*** Begin section ***

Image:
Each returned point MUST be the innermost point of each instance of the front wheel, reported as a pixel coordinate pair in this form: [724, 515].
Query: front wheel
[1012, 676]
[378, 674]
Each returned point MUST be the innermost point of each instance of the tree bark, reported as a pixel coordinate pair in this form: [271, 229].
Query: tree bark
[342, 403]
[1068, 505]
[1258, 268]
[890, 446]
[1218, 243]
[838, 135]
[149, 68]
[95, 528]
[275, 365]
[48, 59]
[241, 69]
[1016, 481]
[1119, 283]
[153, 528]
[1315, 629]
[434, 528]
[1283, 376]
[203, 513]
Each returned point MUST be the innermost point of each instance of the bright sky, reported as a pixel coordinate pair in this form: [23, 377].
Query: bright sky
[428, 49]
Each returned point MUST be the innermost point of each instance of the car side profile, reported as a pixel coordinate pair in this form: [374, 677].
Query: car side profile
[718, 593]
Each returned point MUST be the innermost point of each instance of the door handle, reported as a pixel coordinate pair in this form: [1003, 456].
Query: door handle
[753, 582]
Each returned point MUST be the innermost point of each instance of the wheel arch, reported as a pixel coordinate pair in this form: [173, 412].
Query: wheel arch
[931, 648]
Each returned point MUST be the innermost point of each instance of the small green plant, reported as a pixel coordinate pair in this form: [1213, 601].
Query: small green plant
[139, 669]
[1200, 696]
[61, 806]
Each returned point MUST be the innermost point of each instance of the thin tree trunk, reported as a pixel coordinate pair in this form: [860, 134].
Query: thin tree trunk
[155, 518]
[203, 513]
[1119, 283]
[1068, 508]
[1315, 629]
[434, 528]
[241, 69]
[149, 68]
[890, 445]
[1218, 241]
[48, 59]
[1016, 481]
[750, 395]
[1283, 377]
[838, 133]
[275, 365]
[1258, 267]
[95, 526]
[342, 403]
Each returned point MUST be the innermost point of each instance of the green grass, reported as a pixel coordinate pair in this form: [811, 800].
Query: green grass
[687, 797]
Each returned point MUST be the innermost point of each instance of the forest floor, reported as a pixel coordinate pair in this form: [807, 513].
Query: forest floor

*** End section ***

Without dropping a single line, output the records above exactly.

Image:
Each returned point MUST be the innermost point of each instance of the front wheel, reported as a pixel coordinate pair in this form: [724, 515].
Query: front wheel
[1012, 676]
[378, 674]
Each returned point MUST be the innermost point of each instance of the tree bark, reported as a pixel coordinate pair in this form: [271, 229].
Query: tree bark
[342, 403]
[1068, 505]
[1258, 268]
[890, 446]
[1218, 243]
[838, 135]
[149, 68]
[95, 528]
[275, 365]
[48, 59]
[241, 69]
[1016, 481]
[1119, 283]
[153, 528]
[1315, 629]
[434, 528]
[1283, 376]
[203, 513]
Each returned point MUST be the innermost point of each instance of the bright sky, reported as a pixel coordinate pair in this form: [23, 377].
Query: bright sky
[428, 49]
Each returned point MUST be the innermost point of each instance of the car side profile, reported as a pixel coordinate pair in this form: [374, 677].
Query: car side profile
[718, 593]
Each returned point MUST be the innermost point of each instance of the door handle, reported as a pixel coordinate pair in this form: [1003, 456].
Query: door handle
[753, 582]
Each returned point MUST be the innermost point of each instance of the wheel arch, reported as a pixel coordinate pair in this form: [173, 412].
Query: wheel arch
[931, 648]
Each returned point MUST be the innermost point of each instance of the small green plant, reported as a pixel coordinate pair in this form: [1213, 601].
Query: small green plant
[139, 669]
[1200, 696]
[61, 806]
Each returned point MUST be the innermost point of each instance of the thin tree trunk, reported as a pixel coordinate pair in this form: [860, 134].
Query: thin tree trunk
[155, 518]
[203, 513]
[1119, 283]
[1068, 508]
[1315, 629]
[434, 528]
[241, 69]
[149, 68]
[890, 445]
[1218, 241]
[48, 59]
[1016, 481]
[750, 395]
[1283, 377]
[838, 133]
[275, 365]
[1258, 267]
[95, 526]
[342, 403]
Each returned point MUST be the innermost point of each instance of the green grass, reported as a pixel coordinate pair in this form: [811, 800].
Query: green grass
[687, 797]
Each returned point MUST be the innermost point of each instance of the forest floor, reported as a pixel coordinate pair in this form: [807, 513].
Query: forest floor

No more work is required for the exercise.